- **EXCERPTED PASSAGE**
## BEGIN
Thanks for the review. Please see PS6.

http://gerrit.cloudera.org:8080/#/c/6032/4/be/src/exec/hdfs-parquet-scanner.cc
File be/src/exec/hdfs-parquet-scanner.cc:

Line 472:   ScopedBuffer tuple_buffer(scan_node_->mem_tracker());
> no need to allocate this and go through the setup for every single row grou
Done


Line 486:   conjuncts_with_stats.reserve(min_max_conjuncts_ctxs_.size());
> there's too much memory allocation going on for what are essentially static
Done


Line 496: unique_ptr stats(
> there's no need for memory allocation here
Done


Line 501: if (e->function_name() == "lt" || e->function_name() == "le") {
> introduce named constants (in the appropriate class)
Other code that compares function_name follows the same pattern. As discussed 
in person, let's keep this for now and see if we find a nicer abstraction to 
determine when to use min/max values, e.g. monotonically bound predicates.


http://gerrit.cloudera.org:8080/#/c/6032/4/be/src/exec/hdfs-parquet-scanner.h
File be/src/exec/hdfs-parquet-scanner.h:

Line 378:   /// Min/max statistics contexts.
> who owns them?
Done


http://gerrit.cloudera.org:8080/#/c/6032/4/be/src/exec/hdfs-scan-node-base.cc
File be/src/exec/hdfs-scan-node-base.cc:

Line 182:   if (min_max_tuple_id_ > -1) {
> ">" or < don't make sense for tuple ids
Done


http://gerrit.cloudera.org:8080/#/c/6032/4/be/src/exec/parquet-column-stats.h
File be/src/exec/parquet-column-stats.h:

Line 40: /// writing parquet files. It provides an interface to populate a 
parquet::Statistics
> this description isn't true anymore, it's now also an intermediate staging 
I removed the expanded abstraction and added a sentence to the comment 
explaining that it can also be used to decode stats.


Line 70:   /// 'nullptr' for unsupported types. The caller is responsible for 
freeing the memory.
> this should be created in an objectpool
Code has been removed.


Line 87:   virtual void WriteMinToBuffer(void* buffer) const = 0;
> remove "tobuffer", that's clear from the parameters. what's unclear is the 
Done


Line 126: max_value_(max_value) {
> formatting
Done


http://gerrit.cloudera.org:8080/#/c/6032/4/common/thrift/PlanNodes.thrift
File common/thrift/PlanNodes.thrift:

Line 208:   // Conjuncts that can be evaluated against the statistics of 
parquet files. Each
> refer to thrift structs explicitly, where appropriate.
Done


Line 209:   // conjunct references the slot in 'min_max_tuple_id' with the same 
index.
> i didn't understand the last sentence.
Changed it.


http://gerrit.cloudera.org:8080/#/c/6032/4/fe/src/main/java/org/apache/impala/planner/HdfsScanNode.java
File fe/src/main/java/org/apache/impala/planner/HdfsScanNode.java:

Line 143:   // List of conjuncts for min/max values, that are used to skip data 
when scanning
> "min/max values" is vague, refer to thrift structs explicitly.
## END
- **TASKS AND EXERCISES**
1. In the code review reply, which patch set is the reviewer asked to see?
2. Transcribe the part of the code review reply starting with "Other code that" and going on through "monotonically bound predicates.".
Answer using only the code review reply.

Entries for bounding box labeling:
## BEGIN
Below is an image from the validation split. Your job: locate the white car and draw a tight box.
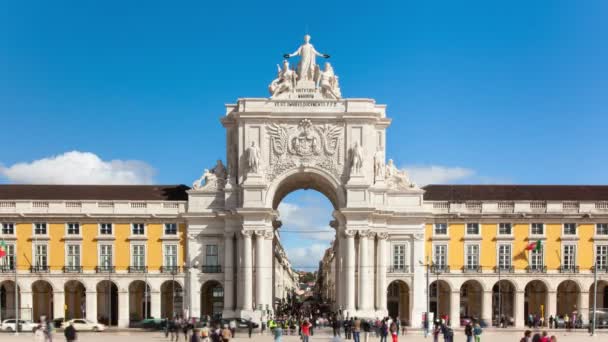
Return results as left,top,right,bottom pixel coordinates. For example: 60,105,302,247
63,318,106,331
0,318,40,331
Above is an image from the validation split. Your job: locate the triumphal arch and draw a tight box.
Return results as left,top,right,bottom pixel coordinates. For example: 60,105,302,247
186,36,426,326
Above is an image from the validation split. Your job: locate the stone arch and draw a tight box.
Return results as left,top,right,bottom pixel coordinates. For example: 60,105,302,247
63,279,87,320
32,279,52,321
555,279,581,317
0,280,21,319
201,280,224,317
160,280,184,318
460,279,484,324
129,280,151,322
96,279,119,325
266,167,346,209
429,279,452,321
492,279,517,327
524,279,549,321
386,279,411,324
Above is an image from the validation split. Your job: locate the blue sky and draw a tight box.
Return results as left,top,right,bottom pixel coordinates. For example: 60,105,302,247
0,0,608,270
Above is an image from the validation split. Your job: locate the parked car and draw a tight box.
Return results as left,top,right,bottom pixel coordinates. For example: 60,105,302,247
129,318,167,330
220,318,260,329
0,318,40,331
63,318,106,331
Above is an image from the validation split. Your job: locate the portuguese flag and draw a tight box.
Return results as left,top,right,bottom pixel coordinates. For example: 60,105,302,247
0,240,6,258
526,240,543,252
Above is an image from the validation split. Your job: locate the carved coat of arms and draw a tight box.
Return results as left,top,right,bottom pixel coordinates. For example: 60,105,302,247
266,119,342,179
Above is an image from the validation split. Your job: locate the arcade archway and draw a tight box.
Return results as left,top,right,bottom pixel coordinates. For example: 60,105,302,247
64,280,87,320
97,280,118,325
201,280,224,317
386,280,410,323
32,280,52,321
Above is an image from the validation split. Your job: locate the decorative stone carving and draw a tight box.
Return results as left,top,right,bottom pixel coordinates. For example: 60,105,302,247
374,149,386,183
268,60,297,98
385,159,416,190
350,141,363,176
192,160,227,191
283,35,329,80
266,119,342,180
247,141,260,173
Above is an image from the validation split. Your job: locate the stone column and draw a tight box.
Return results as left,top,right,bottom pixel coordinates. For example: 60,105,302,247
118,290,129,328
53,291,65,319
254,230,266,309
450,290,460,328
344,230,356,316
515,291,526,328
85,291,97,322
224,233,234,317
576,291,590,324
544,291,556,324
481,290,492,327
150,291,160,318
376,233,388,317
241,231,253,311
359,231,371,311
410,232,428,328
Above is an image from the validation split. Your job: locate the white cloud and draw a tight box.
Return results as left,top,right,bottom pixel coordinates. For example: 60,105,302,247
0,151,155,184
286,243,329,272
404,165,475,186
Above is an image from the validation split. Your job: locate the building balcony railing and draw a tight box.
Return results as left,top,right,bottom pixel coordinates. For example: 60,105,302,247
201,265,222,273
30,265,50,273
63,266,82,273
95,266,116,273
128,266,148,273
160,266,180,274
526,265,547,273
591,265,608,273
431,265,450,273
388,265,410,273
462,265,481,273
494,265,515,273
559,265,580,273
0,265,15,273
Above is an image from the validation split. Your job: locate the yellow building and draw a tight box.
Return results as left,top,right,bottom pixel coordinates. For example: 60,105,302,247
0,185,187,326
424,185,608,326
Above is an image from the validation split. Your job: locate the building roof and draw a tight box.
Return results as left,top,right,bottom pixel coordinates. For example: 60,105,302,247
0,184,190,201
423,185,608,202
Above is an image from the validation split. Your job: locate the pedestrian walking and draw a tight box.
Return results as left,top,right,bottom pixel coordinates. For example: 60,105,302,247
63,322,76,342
## END
- **RESULTS BY TASK**
1. PS6

2.
Other code that compares function_name follows the same pattern. As discussed 
in person, let's keep this for now and see if we find a nicer abstraction to 
determine when to use min/max values, e.g. monotonically bound predicates.